*Texte fourni*

▽

Avec Everybody Scream, Florence Welch livre un album viscéral, sombre et intime. Ce sixième disque s’inscrit dans une veine plus expérimentale et introspective, marqué par une épreuve douloureuse : la perte d’un enfant à naître, qui a failli lui coûter la vie. L’intention artistique est claire, mais le résultat alterne entre moments forts et passages plus obscurs, qui peuvent autant captiver que dérouter.

De sang et de larmes

C’est “Everybody Scream” qui pose les bases d’un album qui ne cherche pas à séduire, mais peut-être à exorciser : une montée dramatique, des chœurs spectraux, et une voix qui vacille entre prière et cri désarmant. L’ensemble est traversé par des thématiques lourdes, à savoir le deuil, la maternité, ou encore la survie; qui sont abordées avec une authenticité à fleur de peau. Le registre mystique, déjà présent dans la discographie de Florence Welch, prend ici une dimension plus sombre, presque ésotérique, renforcée par les références à la magie et aux créatures mythologiques dans des titres comme “Sympathy Magic” ou “Kraken”. La condition féminine dans le monde artistique, ainsi que le rapport à la célébrité, sont également au cœur de plusieurs morceaux. “One Of The Greats”, probablement l’un des titres les plus longs de l’artiste, en est l’exemple le plus frappant. Avec ses guitares rugueuses et son ambiance dépouillée, il navigue entre art rock, gothique et post punk, tout en questionnant la légitimité artistique et les sacrifices imposés aux femmes. Et plus généralement, la voix de Florence est plus mise à nu que jamais. Elle alterne entre murmures fragiles, cris déchirants et envolées lyriques, souvent sans filet. Cette expressivité vocale, marque de fabrique de l’artiste, ne fait que renforcer le sentiment de catharsis qui traverse l’album.

△

*Données ci-dessous*
▽

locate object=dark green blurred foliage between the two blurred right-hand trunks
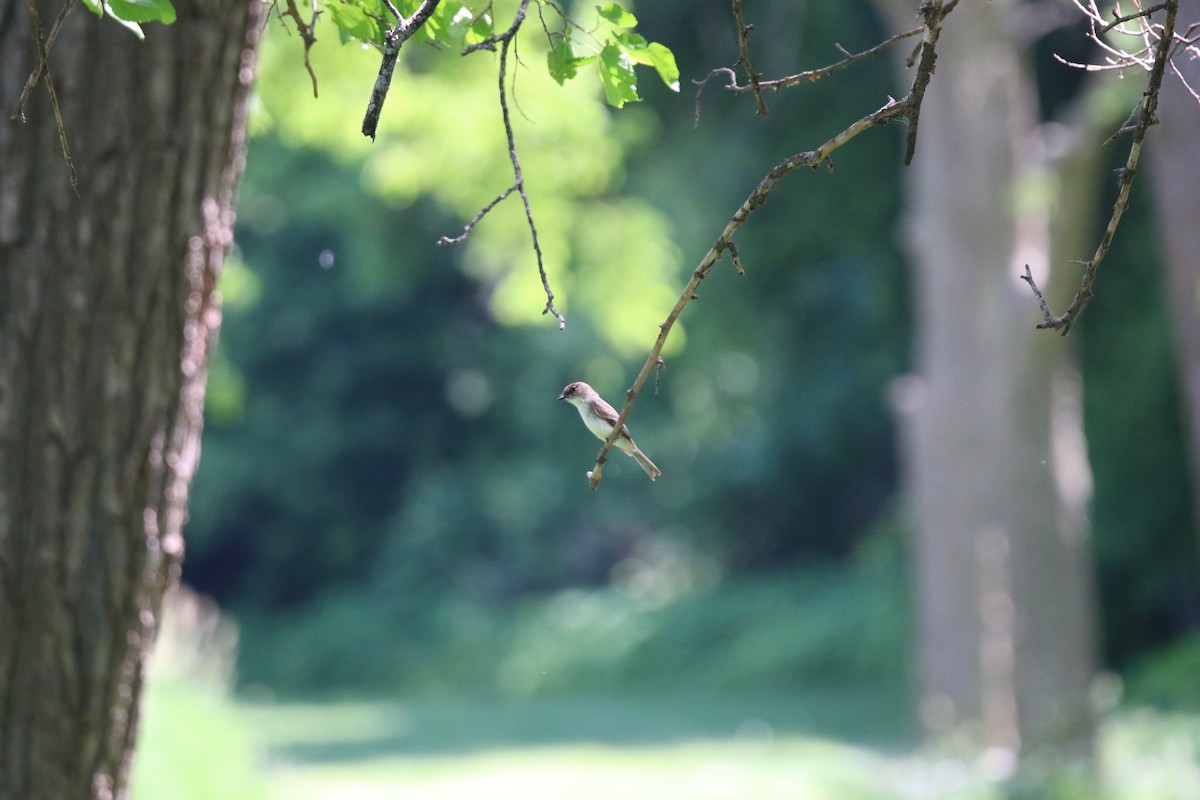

△

*Série de tâches*
1/ Répondez à ces questions sur la critique de l'album Everybody Scream :
(a) Quelle place ce disque occupe-t-il dans la discographie de Florence Welch ?
(b) Quels deux titres contiennent des références à la magie et aux créatures mythologiques ?
(c) Entre quels genres musicaux navigue “One Of The Greats” ?
2/ Modifiez la critique d'Everybody Scream de "Avec Everybody Scream, Florence" à "captiver que dérouter." en remplaçant "viscéral" par "brut".
3/ Écrivez la suite de la critique de l'album Everybody Scream à partir de sa dernière phrase.
Le matériel n'a aucun rôle ici.

*Réponses ci-dessous*
1/
(a) C'est son sixième disque.
(b) “Sympathy Magic” et “Kraken”.
(c) L'art rock, le gothique et le post punk.

2/
Avec Everybody Scream, Florence Welch livre un album brut, sombre et intime. Ce sixième disque s’inscrit dans une veine plus expérimentale et introspective, marqué par une épreuve douloureuse : la perte d’un enfant à naître, qui a failli lui coûter la vie. L’intention artistique est claire, mais le résultat alterne entre moments forts et passages plus obscurs, qui peuvent autant captiver que dérouter.

3/
Un parti pris pas toujours convaincant

Musicalement, Florence + The Machine prend quelques risques. Loin des envolées pop de Lungs (2009) ou des hymnes baroques de Ceremonials (2011), soit les premiers albums qui ont rendu l’artiste populaire, Everybody Scream explore des territoires plus sombres, flirtant avec le folk gothique et l’expérimentation sonore. On note une certaine retenue dans la production, avec des morceaux très épurés comme “Buckle” ou “Drink Deep”, qui invitent à une écoute attentive des textes. Cette sobriété peut séduire par sa délicatesse, mais elle risque aussi de laisser certains auditeurs à distance. Par ailleurs, certains morceaux, comme “Witch Dance”, peuvent intriguer par leur étrangeté assumée, mais peuvent aussi désorienter.

Il faut aussi souligner la présence importante du guitariste Mark Bowen, du groupe IDLES et de Mitski (“Everybody Scream”, “Buckle”), qui font partie des artistes ayant beaucoup collaborés sur le disque et que Florence Welch apprécie énormément. Leur influence se ressent notamment dans l’écriture et l’atmosphère de plusieurs morceaux, apportant une touche plus introspective et narrative.

Malgré une richesse sonore indéniable, avec des instruments rares, des structures déconstruites, ou encore des textures inhabituelles, l’ensemble peut parfois manquer d’éléments accrocheurs. Ce choix artistique, bien que courageux, ne convaincra pas tous les auditeurs.

L’album se clôt sur “And Love”, une ballade minimaliste et méditative, qui tranche avec la tension dramatique du reste de l’ensemble. Comme un souffle de paix après la tempête, ce dernier morceau agit comme une forme de réconciliation intérieure.

Everybody Scream n’est pas un disque que l’on écoute à la légère. C’est une œuvre dense, parfois déroutante, qui demande du temps et de l’attention. Si Florence Welch y dévoile une facette plus brute et vulnérable de son art, elle s’éloigne aussi de l’accessibilité qui faisait la force de ses précédentes sorties. C’est pourquoi cet album divisera sans doute : certains y verront un chef-d’œuvre cathartique, d’autres un labyrinthe émotionnel difficile à appréhender. Une chose est sûre : Florence + The Machine continue de se réinventer, quitte à perdre quelques âmes en chemin.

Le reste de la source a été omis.